Items stored from a collection:
____________
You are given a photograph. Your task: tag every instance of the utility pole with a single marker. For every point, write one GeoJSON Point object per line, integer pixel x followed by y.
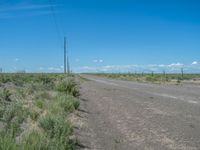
{"type": "Point", "coordinates": [65, 52]}
{"type": "Point", "coordinates": [182, 72]}
{"type": "Point", "coordinates": [66, 58]}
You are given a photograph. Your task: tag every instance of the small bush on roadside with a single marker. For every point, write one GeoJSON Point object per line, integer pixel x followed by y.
{"type": "Point", "coordinates": [39, 103]}
{"type": "Point", "coordinates": [68, 86]}
{"type": "Point", "coordinates": [5, 95]}
{"type": "Point", "coordinates": [34, 140]}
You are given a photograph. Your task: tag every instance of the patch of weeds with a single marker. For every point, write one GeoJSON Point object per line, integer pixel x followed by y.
{"type": "Point", "coordinates": [34, 140]}
{"type": "Point", "coordinates": [34, 115]}
{"type": "Point", "coordinates": [39, 103]}
{"type": "Point", "coordinates": [68, 86]}
{"type": "Point", "coordinates": [13, 116]}
{"type": "Point", "coordinates": [68, 103]}
{"type": "Point", "coordinates": [7, 142]}
{"type": "Point", "coordinates": [58, 130]}
{"type": "Point", "coordinates": [5, 95]}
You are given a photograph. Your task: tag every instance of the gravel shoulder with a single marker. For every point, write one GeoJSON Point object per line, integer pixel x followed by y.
{"type": "Point", "coordinates": [116, 115]}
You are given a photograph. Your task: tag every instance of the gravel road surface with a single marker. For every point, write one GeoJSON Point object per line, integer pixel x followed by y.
{"type": "Point", "coordinates": [125, 115]}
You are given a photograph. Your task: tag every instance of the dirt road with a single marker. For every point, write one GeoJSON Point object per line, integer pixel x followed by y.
{"type": "Point", "coordinates": [125, 115]}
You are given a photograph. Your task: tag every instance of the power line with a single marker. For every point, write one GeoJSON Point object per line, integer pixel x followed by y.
{"type": "Point", "coordinates": [55, 20]}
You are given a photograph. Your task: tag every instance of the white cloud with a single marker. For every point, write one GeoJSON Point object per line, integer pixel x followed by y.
{"type": "Point", "coordinates": [77, 60]}
{"type": "Point", "coordinates": [16, 59]}
{"type": "Point", "coordinates": [175, 65]}
{"type": "Point", "coordinates": [194, 63]}
{"type": "Point", "coordinates": [157, 68]}
{"type": "Point", "coordinates": [97, 60]}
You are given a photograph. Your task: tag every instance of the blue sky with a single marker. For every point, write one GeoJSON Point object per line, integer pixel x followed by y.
{"type": "Point", "coordinates": [103, 35]}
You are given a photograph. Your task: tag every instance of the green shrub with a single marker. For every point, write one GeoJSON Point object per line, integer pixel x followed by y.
{"type": "Point", "coordinates": [58, 130]}
{"type": "Point", "coordinates": [34, 140]}
{"type": "Point", "coordinates": [39, 103]}
{"type": "Point", "coordinates": [7, 142]}
{"type": "Point", "coordinates": [5, 95]}
{"type": "Point", "coordinates": [13, 116]}
{"type": "Point", "coordinates": [34, 115]}
{"type": "Point", "coordinates": [68, 86]}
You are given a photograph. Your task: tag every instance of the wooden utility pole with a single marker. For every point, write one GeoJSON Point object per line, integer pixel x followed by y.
{"type": "Point", "coordinates": [66, 58]}
{"type": "Point", "coordinates": [65, 52]}
{"type": "Point", "coordinates": [182, 72]}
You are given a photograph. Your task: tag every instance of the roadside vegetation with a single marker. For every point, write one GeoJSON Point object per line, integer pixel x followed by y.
{"type": "Point", "coordinates": [154, 78]}
{"type": "Point", "coordinates": [35, 111]}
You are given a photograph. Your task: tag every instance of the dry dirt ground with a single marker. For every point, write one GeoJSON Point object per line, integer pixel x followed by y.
{"type": "Point", "coordinates": [123, 115]}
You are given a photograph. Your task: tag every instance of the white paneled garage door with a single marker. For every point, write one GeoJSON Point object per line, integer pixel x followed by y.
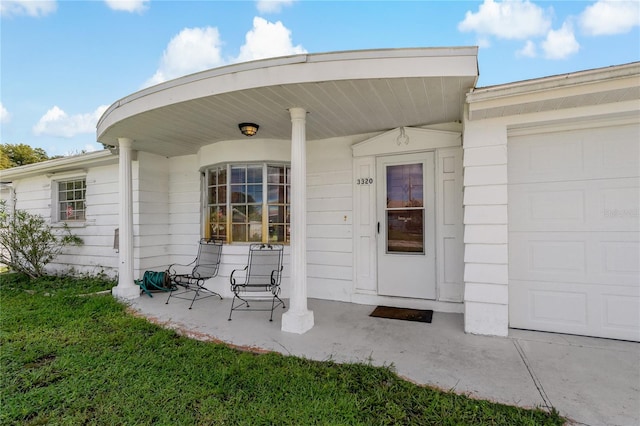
____________
WORK REQUIRED: Copy out everything from the line containing "the dry dirt" down to the end of the records, both ends included, and leave the pictures out.

SOLVED EXERCISE:
You are given a photograph. Your task: tag every instance of the dry dirt ground with a single marker. For every point, write one GeoJSON Point object per line, integer pixel x followed by y.
{"type": "Point", "coordinates": [123, 115]}
You are given a photograph. Your task: tag every instance of the white paneled garage door with a single marker. For every point, write one GeoJSON Point object per line, integer pixel x followed by y.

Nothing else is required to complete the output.